TASK PROMPT: Every entry in this listing should be written out exactly.

RECORDS SHOWN:
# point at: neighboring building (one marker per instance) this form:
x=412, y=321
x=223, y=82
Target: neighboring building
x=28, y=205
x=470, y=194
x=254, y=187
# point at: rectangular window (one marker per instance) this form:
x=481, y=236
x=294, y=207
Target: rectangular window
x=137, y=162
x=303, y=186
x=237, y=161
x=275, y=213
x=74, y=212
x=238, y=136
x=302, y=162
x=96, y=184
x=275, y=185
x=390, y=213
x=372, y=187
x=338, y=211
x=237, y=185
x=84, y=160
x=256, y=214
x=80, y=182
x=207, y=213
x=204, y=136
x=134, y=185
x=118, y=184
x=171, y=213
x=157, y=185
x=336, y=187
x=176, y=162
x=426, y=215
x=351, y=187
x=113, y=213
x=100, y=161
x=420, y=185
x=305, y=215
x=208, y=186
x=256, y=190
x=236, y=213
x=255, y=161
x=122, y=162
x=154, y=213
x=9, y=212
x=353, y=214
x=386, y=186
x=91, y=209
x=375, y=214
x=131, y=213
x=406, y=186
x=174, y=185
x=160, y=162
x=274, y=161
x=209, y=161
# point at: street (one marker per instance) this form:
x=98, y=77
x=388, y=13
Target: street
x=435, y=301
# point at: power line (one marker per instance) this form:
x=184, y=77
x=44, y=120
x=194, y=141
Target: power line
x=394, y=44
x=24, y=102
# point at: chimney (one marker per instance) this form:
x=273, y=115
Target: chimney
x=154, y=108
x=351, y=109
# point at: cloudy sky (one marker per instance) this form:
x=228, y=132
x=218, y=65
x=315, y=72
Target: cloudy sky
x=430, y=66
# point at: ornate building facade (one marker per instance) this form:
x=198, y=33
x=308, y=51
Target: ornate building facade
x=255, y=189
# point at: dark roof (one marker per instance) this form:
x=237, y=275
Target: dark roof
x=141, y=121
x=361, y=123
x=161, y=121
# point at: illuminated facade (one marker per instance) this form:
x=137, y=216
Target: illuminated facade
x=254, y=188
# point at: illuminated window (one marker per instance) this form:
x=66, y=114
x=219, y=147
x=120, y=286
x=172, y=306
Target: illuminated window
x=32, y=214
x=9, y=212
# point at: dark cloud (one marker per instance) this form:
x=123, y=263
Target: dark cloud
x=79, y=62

THE ANSWER:
# point at: neighboring building (one marker per instance) this form:
x=412, y=321
x=223, y=82
Target: neighboring building
x=28, y=205
x=470, y=194
x=254, y=187
# point at: rectangular window (one marker per instance) this form:
x=481, y=236
x=294, y=207
Target: rectangular window
x=137, y=162
x=303, y=186
x=237, y=161
x=275, y=213
x=74, y=212
x=238, y=136
x=302, y=162
x=96, y=184
x=275, y=185
x=390, y=213
x=372, y=187
x=338, y=211
x=237, y=185
x=84, y=160
x=256, y=214
x=80, y=182
x=207, y=213
x=204, y=136
x=134, y=185
x=118, y=184
x=171, y=213
x=157, y=185
x=336, y=187
x=176, y=162
x=426, y=215
x=351, y=187
x=113, y=213
x=100, y=161
x=420, y=185
x=305, y=215
x=208, y=186
x=256, y=190
x=236, y=213
x=255, y=161
x=122, y=162
x=154, y=213
x=9, y=212
x=353, y=214
x=386, y=186
x=91, y=209
x=375, y=214
x=131, y=213
x=406, y=186
x=174, y=185
x=160, y=162
x=274, y=161
x=209, y=161
# point at: street (one marker per instance) this form:
x=98, y=77
x=388, y=13
Target: street
x=435, y=301
# point at: power line (one marker per instance) this form:
x=184, y=77
x=44, y=120
x=194, y=141
Target: power line
x=394, y=44
x=24, y=102
# point at: chimney (one marker per instance) this form:
x=273, y=115
Target: chimney
x=154, y=108
x=351, y=109
# point at: cloudy sky (one marker per instance) this form:
x=228, y=132
x=218, y=65
x=315, y=72
Target: cloudy sky
x=430, y=66
# point at: ornate building facade (one marker per instance) this form:
x=198, y=33
x=308, y=51
Target: ornate building facade
x=255, y=189
# point at: dark roof (one marker per instance) this form:
x=237, y=275
Target: dark roof
x=141, y=121
x=361, y=123
x=161, y=121
# point at: illuminated facade (one marker per instance) this form:
x=137, y=216
Target: illuminated facade
x=254, y=188
# point at: illuminated window (one marker per instance) this form:
x=66, y=114
x=219, y=147
x=120, y=286
x=172, y=306
Target: illuminated window
x=32, y=214
x=9, y=212
# point at: dark cloud (one marker per instance) this form:
x=123, y=263
Target: dark cloud
x=79, y=62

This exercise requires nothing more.